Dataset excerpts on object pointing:

________

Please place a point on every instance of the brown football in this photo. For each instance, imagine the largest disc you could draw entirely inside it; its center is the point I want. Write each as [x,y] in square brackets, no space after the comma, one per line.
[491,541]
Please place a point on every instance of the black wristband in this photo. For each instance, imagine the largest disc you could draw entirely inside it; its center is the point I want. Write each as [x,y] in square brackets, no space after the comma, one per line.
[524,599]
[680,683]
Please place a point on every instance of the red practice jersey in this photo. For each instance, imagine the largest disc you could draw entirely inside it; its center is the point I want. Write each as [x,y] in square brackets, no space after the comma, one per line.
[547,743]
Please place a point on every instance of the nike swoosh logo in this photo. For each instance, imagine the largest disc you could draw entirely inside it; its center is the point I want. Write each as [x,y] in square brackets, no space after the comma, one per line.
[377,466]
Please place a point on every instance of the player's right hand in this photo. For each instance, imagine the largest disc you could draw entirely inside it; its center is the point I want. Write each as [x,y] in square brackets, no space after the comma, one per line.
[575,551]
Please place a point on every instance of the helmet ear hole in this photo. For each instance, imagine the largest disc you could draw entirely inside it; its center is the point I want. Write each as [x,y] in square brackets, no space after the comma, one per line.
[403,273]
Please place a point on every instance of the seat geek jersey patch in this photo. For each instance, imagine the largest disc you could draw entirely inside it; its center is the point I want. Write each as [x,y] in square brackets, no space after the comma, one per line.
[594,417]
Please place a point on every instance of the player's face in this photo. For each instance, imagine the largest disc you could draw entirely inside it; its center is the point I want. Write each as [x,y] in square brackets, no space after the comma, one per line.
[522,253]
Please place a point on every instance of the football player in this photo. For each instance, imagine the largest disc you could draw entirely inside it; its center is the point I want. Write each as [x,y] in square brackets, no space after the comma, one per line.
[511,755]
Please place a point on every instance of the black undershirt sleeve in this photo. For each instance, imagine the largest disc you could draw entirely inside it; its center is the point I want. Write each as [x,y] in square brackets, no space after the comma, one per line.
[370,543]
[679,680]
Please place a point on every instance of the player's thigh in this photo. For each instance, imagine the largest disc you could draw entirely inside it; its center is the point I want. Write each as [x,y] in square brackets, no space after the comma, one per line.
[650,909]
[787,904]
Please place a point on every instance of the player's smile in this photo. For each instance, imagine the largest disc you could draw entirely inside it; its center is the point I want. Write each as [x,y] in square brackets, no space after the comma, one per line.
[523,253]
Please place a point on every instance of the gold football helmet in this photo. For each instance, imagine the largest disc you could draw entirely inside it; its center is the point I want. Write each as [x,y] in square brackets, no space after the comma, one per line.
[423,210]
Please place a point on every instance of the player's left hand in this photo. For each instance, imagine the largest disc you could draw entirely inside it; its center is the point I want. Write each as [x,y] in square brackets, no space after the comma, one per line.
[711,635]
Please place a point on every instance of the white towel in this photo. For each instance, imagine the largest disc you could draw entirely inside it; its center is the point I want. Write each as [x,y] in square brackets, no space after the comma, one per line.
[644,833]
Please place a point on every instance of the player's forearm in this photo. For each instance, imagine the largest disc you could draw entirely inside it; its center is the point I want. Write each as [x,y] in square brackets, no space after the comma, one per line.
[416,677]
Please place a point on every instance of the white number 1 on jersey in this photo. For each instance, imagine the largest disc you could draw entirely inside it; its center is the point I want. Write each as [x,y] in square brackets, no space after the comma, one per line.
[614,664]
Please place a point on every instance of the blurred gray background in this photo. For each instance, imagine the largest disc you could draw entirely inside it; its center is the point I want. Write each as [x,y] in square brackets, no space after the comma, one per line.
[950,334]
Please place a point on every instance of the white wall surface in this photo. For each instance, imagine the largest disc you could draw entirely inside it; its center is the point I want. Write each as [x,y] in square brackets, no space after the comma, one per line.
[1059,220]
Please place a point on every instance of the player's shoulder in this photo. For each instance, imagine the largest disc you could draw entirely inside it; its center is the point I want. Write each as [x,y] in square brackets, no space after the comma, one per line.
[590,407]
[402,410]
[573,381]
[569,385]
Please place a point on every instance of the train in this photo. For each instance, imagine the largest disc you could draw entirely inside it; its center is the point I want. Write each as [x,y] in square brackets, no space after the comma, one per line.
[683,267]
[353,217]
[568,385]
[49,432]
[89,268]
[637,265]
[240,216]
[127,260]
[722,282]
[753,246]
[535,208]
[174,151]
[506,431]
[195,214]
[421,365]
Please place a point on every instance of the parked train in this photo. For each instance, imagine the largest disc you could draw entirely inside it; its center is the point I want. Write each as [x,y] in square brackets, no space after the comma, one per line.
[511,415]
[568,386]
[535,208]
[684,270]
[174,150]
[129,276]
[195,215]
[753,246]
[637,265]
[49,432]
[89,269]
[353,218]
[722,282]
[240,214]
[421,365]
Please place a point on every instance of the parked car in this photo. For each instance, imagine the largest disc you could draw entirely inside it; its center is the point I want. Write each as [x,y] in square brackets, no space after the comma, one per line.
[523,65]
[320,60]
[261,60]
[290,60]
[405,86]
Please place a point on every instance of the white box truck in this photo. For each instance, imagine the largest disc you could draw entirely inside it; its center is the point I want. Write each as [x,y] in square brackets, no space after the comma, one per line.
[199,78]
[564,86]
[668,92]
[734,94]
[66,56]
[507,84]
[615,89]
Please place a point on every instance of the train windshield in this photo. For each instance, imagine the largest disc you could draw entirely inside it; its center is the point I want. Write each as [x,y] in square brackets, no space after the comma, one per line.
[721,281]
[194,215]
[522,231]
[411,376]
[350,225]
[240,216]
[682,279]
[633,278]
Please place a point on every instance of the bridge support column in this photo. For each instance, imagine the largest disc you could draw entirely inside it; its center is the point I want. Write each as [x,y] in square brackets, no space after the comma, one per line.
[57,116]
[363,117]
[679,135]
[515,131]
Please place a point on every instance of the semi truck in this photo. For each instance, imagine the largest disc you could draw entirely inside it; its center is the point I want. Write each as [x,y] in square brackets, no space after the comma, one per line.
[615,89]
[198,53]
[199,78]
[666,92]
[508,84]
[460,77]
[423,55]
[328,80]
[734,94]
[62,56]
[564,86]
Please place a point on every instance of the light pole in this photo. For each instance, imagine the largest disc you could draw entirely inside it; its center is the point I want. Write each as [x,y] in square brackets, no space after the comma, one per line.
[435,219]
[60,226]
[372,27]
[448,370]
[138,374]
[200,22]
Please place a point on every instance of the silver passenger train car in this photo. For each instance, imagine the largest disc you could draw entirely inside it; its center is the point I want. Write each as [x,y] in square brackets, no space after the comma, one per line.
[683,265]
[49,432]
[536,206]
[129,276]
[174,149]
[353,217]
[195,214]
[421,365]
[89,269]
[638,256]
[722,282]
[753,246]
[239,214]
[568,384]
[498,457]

________

TASK DIRECTIONS » Quote the entire listing above exactly.

REPLY TO THE TASK »
Please place a point on every instance of the brown football in this photo. For each instance, imagine the largest disc you could draw entirely inside it; its center is the point I want. Write each as [x,y] in square brackets, no space after the comma, one per line.
[491,541]
Please place a point on every instance of the black wristband in this photo. For each instance, imagine the largest disc you could draw entirely inside it; its center is the point I want. Write each as [x,y] in square brackets, no space after the comma, one per line.
[524,599]
[680,683]
Please place a point on every instance of the red practice jersey in this photo. For each instance, imagine the largest disc you could draw entirely inside it; its center is the point I want. Write each as [x,y] in square brackets, no space after the comma, one per line.
[547,743]
Please place a point on every instance of the nike swoosh logo in this photo. For each instance, imagine the largest disc you could draw entirely inside it; its center is the point I want. Write each as [x,y] in square brackets, no space after the comma, one per line.
[377,466]
Please place a point on every instance of the player's right hand in this photo. For each instance, imagine the largest disc you could draw entirely inside it; its center is the point I want. Write each as [x,y] in square brackets, no space after the comma, one per line.
[575,551]
Please place a point on every instance of the helmet ear hole in this photo. For each instance, imagine the largest disc you could draw entirely inside it; its center is the point I want. Write each as [x,y] in square brackets, no space after the comma, one per line.
[403,273]
Please place a point on every instance of the seat geek jersey patch in this photo. For each instance, imagine the largest disc you could draw entirely inside it; its center is the point I want. Write each as [x,y] in square brackets, no space after the comma, one per line.
[594,417]
Please place a point on every instance of the player's face in this photo. For each instance, imagine the largest disc you could draw entirely inside it; its center is the point I want. Write each as [x,y] in square brackets, no space after the comma, one per line.
[522,253]
Please place a point on every instance of the football player in this photo. For each instance, imagine the largest disc you could draw entirely inside it; its center is the point I want. Write each as [x,y] in square brackets, no space after the comma, one per line.
[511,755]
Please place a point on every instance of the black undershirt sleeve in this photo. For each instance, imagine the largest disc you could draw entirely inside it; its center is the point I want. Write each as [x,y] in square brackets, no space after the comma, one per line.
[370,543]
[679,680]
Please place a point on every instance of the player's thigh in this photo. For each instance, imagine the largest disc you could draw entirely inside it; its center is the point I want. Write each as [x,y] in square brackets, no space after the comma, one per line.
[650,909]
[787,904]
Please place a point on every instance of the player's smile in this photo. For each instance, imagine the largest disc you could draw entirely inside it; its center is the point I want. Write each as [x,y] in square brackets, no space after the comma, one per line.
[523,253]
Please place a point on every instance of the gold football helmet in this photo. For each instance, imagine the largest disc you could draw entirely inside it; its center is the point I want. Write each as [x,y] in square brackets, no space after the comma, one per line.
[423,210]
Please place a point on every instance of the player's left hand in this photo. For each instance, imagine the largest disc you could draw entirely inside it; its center is the point I want. Write each as [x,y] in square brackets, no space after the comma, one per line.
[711,635]
Please place a point on every instance of the white towel in this photo. For each instance, imagine the largest disc you could draw entirely inside it; its center is the point I want. Write each as [x,y] in square brackets, no space after the comma, one per line.
[644,833]
Please place a point on every instance of the player's forearm in this photo. For each instance, imagine the largest disc you could draw entirely inside it; its center is the point I want. Write each as [x,y] in square brackets, no space after the comma, one per line.
[416,677]
Please place a point on every instance of the white number 1 on jersey in this photo. For each instance, imagine the largest disc you could draw entirely inside it; its center is the point I want. Write each as [x,y] in square brackets, no space after the comma, one per line.
[614,664]
Please place a point on every instance of the blurred gray background in this photo. For each instance, imagine the largest disc you could draw entirely inside it; its center is the point I want. Write each as [x,y] in square brackets, no space after the comma, one per line.
[950,334]
Please place a point on every instance of the white wall surface in this photo. For each instance, imagine the largest disc you could draw entirely inside it; its center is the point I want. Write each as [x,y] in square brackets, no space after the comma, one per line.
[1059,220]
Please place a point on every instance of the player's shoulder in this photo. For each instance, imagine the largest disc you could draw entirely inside it; its center is the point I want. Write each as [x,y] in square brackets, no space after the comma, one per line.
[590,407]
[402,410]
[573,381]
[569,385]
Please place a point on every instance of the train in this photo. For each instance, imagine the largest disc you could draw entirely inside it; its center is the point I want. Write each as [x,y] in square brackets, no space after the comma, one per line.
[683,267]
[353,217]
[568,385]
[49,432]
[89,268]
[637,265]
[240,216]
[127,260]
[722,282]
[753,246]
[535,208]
[174,151]
[506,431]
[195,214]
[421,365]
Please place a point on every instance of the parked train in this photo. For each instance, imagine the largest disc you could draw entirely inside it; its center is the point I want. Write each as [x,y] in square brackets, no space after the comma, one per line.
[511,415]
[568,386]
[535,208]
[684,270]
[174,150]
[129,276]
[195,215]
[753,246]
[637,265]
[49,432]
[89,269]
[353,218]
[722,282]
[240,214]
[421,365]
Please place a point on every instance of the parked car in this photo. For each instance, imagine the largest disc you could draw entirely inside it; its center is the point I want. Write each as [x,y] in square brackets, no space after the comma, one per line.
[523,65]
[320,60]
[261,60]
[290,60]
[405,86]
Please place a point on every instance of the white box truck in this photo. For each instance, imagine the largest disc you could draw entirely inside it; its center is the point I want. Write each as [x,y] in square brackets, no space after the comma, one per line.
[199,78]
[564,86]
[668,92]
[734,94]
[66,56]
[507,84]
[615,89]
Please place a point on every instance of the train windshield in this photo. For each instance, imagine the largest disc you could draw entirely inside it; its center is the point I want. Write each as [x,y] in square brackets, no space after the comma, one per line.
[721,281]
[194,215]
[522,231]
[411,376]
[350,225]
[240,216]
[682,279]
[633,278]
Please place a point on every instance of the bridge support column in this photo. For each instance, imagine the largest disc you could draw entirely inside it; its center is the point I want. Write each as [x,y] in square brackets, no space after the comma, one per line.
[57,116]
[363,117]
[679,135]
[515,131]
Please place a point on every instance of the semi truck in this photo. For each instance, imagine the largest disc you could draw entirely inside it; its center is the point I want. Write each as [x,y] in square brackets, no space after the comma, one per line.
[615,89]
[198,53]
[199,78]
[666,92]
[508,84]
[460,77]
[423,55]
[328,80]
[734,94]
[62,56]
[564,86]
Please place a point on every instance of the light pole in this photo. For each instance, imagine the largest disc you could draw entirely inside it; its center is the point I want. Write each as [x,y] in square brackets, no space after the comma, one per line.
[435,219]
[60,226]
[372,27]
[448,370]
[138,374]
[200,22]
Please place a point on every instance of the silver passenger train car in this photo. For each instance, imagine the largest disc you could draw entirely inside it; its center is the point I want. Write each as [x,y] in square brackets, no space after the comma, one per line.
[683,265]
[49,432]
[536,206]
[129,276]
[174,149]
[353,217]
[195,214]
[421,365]
[89,269]
[638,256]
[722,282]
[753,246]
[239,214]
[568,384]
[498,457]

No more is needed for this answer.